## begin RECORDS FOR THE EXERCISE
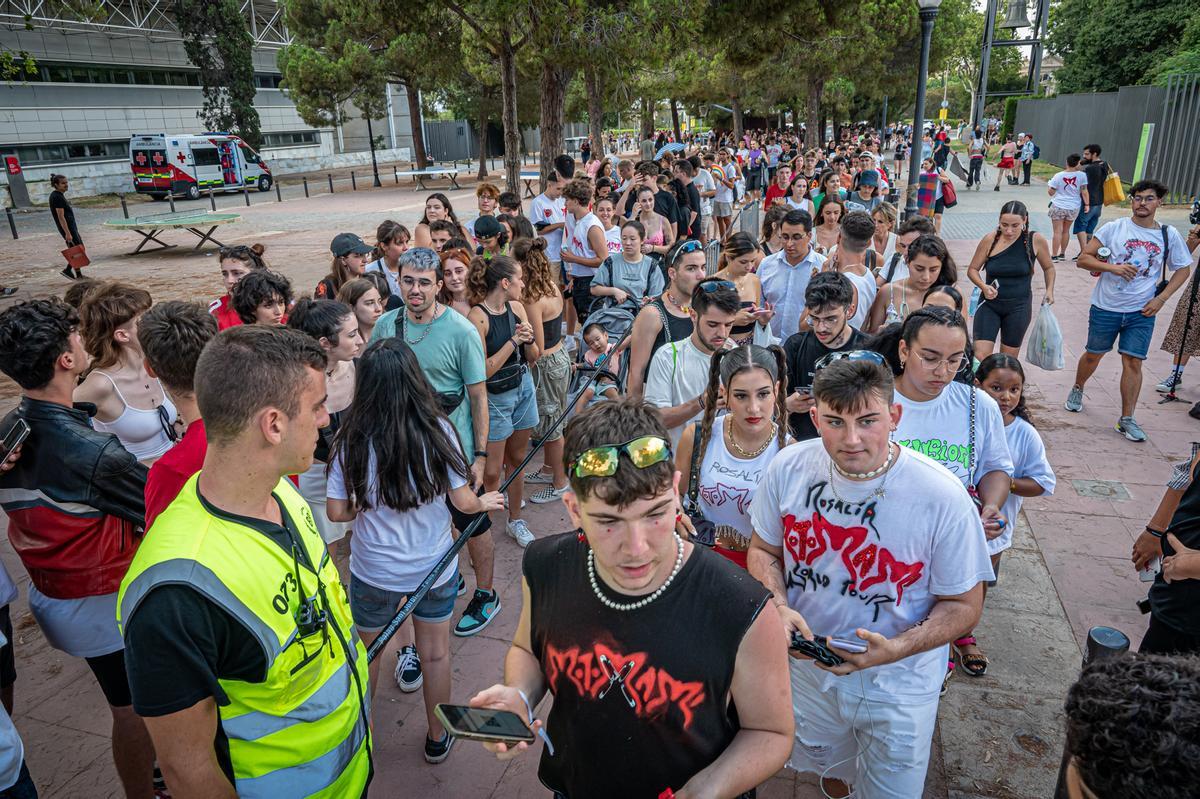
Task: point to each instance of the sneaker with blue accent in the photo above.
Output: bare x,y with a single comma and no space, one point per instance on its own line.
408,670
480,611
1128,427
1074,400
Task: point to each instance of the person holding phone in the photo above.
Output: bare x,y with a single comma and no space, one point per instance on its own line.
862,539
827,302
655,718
## end RECORDS FOR THE EXERCISE
## begin RECORDS FOR THE EXERCISE
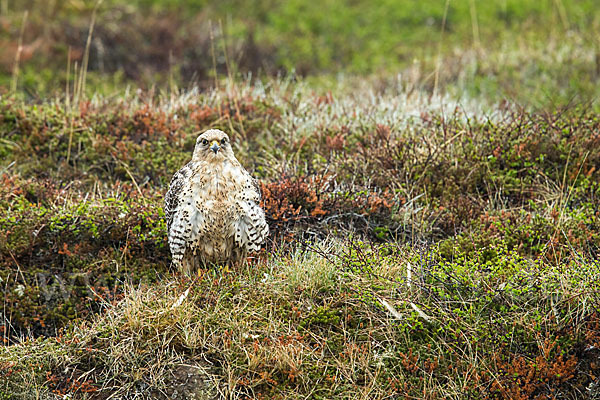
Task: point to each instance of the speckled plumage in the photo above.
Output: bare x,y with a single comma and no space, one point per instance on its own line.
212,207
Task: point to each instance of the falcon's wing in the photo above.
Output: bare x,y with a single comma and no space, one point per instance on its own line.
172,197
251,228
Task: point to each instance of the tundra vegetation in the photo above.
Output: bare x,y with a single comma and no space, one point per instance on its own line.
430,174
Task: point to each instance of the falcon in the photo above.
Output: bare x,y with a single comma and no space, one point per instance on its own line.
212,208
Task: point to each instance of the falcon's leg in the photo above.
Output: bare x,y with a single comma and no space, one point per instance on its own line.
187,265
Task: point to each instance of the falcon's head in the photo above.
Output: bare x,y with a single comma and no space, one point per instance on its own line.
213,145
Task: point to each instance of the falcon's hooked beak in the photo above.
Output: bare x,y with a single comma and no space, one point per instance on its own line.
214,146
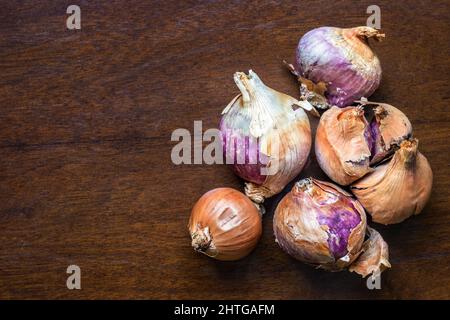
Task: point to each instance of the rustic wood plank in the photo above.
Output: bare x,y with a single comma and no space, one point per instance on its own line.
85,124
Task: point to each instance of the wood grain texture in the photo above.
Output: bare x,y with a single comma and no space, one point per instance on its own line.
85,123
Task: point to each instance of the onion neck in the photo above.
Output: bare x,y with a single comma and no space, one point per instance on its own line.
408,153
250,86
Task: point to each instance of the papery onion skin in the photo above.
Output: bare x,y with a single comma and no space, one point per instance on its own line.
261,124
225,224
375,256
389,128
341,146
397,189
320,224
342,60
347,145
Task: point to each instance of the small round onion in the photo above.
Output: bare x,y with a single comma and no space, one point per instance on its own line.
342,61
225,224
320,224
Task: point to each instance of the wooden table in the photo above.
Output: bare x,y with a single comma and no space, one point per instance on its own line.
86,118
## end RECORDS FOR THE EXERCISE
GOAL
Return every line of the material above that contains the word "falcon". Case counts.

TASK SOLUTION
Task: point to each instance of the falcon's wing in the photo above.
Task: point to each instance of the falcon in the photo above.
Task: point to each instance of the falcon's leg in the photo above.
Task: point to each instance of the falcon's head in the photo above.
Task: point to each instance of the falcon's hooked beak in the photo above.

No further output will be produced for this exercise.